» Complete the following
A) List each person other than Lucy whom the book review mentions, including people it identifies only by their relationship to her.
B) Duplicate the part of the book review starting with "Reading this is" and going on through "we tell them.".

== Provided passage

Published by Penguin Random House
A woman in a hospital in New York turns from the window to find her estranged mother sitting by her bed. Over the next five days they talk, remembering people they both knew and reestablishing forgotten connections. Then as abruptly as she came, the mother leaves.
The book is narrated by the daughter, Lucy Barton, a writer trying to find her voice. This is a book that does not spill all its secrets: mother and daughter find it hard to express their love for each other but they do not need to—they know. Lucy has obviously had a difficult childhood: her family were very poor, and her father suffered from post-traumatic stress disorder after coming back from the war. There is some trauma in Lucy’s own childhood but we never find out what it is, just that it exists.
Lucy has made her life in New York with a husband and two children. She doesn’t go back home and hardly speaks to her family. Until one day when she finds her mother sitting by her bed, bringing with her memories of the past.
Reading this is like listening to Lucy’s thoughts moving back and forth in time. Sarah Payne, a writer who taught her, tells her that we all have one story that we tell in different ways. And that is what this book is really about: our memories, both the ones we return to and those we keep firmly locked away, the stories we tell and how we tell them.

====
== Extracted material

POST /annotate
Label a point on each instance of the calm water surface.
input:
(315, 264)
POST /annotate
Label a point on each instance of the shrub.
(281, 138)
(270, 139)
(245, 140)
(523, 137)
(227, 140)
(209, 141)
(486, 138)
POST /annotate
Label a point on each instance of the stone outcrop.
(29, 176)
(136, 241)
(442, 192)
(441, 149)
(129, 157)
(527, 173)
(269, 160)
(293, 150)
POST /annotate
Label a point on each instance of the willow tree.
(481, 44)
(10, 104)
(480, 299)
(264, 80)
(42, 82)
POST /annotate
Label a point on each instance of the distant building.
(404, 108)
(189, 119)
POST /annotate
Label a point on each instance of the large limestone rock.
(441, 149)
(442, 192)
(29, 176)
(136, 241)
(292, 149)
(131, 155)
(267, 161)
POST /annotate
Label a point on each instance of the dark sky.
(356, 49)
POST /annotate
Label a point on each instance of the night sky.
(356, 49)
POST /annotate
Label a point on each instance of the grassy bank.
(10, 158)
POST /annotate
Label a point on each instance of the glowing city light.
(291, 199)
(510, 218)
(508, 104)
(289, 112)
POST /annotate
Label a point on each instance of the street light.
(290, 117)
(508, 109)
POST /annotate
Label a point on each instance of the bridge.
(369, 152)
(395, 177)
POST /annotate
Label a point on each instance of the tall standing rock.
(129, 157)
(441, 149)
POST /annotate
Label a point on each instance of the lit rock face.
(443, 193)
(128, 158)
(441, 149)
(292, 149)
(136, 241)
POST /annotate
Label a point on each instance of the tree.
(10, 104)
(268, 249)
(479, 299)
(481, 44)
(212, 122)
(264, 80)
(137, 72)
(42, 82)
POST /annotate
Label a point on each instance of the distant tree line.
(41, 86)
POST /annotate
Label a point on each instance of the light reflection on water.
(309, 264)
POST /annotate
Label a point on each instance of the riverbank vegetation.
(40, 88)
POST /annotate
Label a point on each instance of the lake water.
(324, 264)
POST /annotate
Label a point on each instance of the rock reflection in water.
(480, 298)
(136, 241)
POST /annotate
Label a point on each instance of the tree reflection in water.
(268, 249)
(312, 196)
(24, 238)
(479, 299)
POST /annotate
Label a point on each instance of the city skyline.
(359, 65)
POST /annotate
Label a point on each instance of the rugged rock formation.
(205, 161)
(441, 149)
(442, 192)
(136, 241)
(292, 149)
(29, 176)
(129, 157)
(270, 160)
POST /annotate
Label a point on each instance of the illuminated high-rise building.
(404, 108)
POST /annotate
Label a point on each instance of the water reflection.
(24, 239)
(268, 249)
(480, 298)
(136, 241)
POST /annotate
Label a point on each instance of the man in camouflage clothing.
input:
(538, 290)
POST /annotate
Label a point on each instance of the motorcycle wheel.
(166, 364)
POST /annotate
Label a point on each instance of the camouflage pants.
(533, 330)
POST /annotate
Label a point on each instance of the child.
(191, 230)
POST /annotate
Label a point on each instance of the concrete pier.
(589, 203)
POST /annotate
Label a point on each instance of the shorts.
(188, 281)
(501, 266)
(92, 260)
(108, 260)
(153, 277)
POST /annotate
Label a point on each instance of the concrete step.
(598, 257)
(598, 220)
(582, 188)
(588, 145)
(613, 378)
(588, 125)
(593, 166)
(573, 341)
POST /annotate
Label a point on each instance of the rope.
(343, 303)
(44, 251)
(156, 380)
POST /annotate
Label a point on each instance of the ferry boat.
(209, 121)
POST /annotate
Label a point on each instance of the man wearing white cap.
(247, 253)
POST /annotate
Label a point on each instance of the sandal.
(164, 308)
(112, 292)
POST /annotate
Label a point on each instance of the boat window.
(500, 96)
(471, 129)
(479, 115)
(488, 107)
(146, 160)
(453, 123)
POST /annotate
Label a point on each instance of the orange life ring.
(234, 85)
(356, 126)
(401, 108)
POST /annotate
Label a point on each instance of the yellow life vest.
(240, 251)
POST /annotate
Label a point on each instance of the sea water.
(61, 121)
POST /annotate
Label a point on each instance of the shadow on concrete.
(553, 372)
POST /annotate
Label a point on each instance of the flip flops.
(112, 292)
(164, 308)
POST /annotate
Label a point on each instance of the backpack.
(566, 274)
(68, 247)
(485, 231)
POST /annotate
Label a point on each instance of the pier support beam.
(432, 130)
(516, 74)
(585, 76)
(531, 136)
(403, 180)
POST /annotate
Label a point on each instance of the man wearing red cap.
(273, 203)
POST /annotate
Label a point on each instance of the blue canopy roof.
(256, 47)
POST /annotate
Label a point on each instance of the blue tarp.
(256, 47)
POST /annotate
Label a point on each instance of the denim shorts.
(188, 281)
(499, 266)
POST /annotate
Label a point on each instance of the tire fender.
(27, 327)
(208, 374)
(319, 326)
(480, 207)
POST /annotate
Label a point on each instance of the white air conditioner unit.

====

» Responses
A)
- Her mother
- Her father
- Her husband
- Her two children
- Sarah Payne, a writer who taught her

B)
Reading this is like listening to Lucy’s thoughts moving back and forth in time. Sarah Payne, a writer who taught her, tells her that we all have one story that we tell in different ways. And that is what this book is really about: our memories, both the ones we return to and those we keep firmly locked away, the stories we tell and how we tell them.